Data extract —
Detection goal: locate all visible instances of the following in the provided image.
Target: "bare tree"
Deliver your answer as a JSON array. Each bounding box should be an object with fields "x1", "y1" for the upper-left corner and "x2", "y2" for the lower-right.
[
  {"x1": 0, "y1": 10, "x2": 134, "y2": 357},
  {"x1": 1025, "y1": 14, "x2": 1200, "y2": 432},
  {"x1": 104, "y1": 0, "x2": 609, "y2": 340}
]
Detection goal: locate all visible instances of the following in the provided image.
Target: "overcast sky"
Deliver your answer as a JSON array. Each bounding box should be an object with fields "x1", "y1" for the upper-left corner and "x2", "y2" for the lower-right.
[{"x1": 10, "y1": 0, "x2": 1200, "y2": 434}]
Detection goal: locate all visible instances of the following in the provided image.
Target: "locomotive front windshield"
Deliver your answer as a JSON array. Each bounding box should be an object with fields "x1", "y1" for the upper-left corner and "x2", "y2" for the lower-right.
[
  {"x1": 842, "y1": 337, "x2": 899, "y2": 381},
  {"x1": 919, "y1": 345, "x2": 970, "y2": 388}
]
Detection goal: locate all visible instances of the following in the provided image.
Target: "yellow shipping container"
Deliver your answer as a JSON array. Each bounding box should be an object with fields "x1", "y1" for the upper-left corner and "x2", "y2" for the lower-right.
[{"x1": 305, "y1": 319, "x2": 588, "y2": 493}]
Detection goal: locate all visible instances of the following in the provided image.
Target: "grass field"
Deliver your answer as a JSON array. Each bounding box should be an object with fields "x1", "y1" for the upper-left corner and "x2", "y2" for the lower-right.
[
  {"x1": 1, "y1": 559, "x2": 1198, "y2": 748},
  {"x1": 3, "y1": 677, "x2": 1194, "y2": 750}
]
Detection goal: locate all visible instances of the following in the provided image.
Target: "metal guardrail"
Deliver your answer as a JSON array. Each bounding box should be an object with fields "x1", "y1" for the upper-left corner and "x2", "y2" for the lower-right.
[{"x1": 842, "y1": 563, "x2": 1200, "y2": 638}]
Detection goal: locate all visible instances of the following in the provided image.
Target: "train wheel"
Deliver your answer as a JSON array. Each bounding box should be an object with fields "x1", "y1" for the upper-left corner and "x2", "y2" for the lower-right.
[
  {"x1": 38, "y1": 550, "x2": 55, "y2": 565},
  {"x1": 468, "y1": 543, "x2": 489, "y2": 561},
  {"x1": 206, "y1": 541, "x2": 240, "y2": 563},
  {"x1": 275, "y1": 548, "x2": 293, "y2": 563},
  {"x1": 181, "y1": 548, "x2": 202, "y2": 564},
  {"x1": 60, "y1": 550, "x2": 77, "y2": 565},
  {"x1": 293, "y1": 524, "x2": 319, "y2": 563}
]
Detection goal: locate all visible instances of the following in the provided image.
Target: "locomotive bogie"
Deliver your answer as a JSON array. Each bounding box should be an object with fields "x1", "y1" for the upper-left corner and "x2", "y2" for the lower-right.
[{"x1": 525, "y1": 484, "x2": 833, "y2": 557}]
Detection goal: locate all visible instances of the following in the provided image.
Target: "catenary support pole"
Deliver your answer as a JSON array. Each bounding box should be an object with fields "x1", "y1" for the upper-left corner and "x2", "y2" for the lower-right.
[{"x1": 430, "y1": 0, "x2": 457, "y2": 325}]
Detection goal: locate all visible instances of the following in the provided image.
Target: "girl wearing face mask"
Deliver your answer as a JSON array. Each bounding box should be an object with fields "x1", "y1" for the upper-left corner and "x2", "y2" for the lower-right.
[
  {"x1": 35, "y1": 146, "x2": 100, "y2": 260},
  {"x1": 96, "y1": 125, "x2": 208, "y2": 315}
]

What you have to do — State only the count of lines above that hold the string "Target".

Response — 10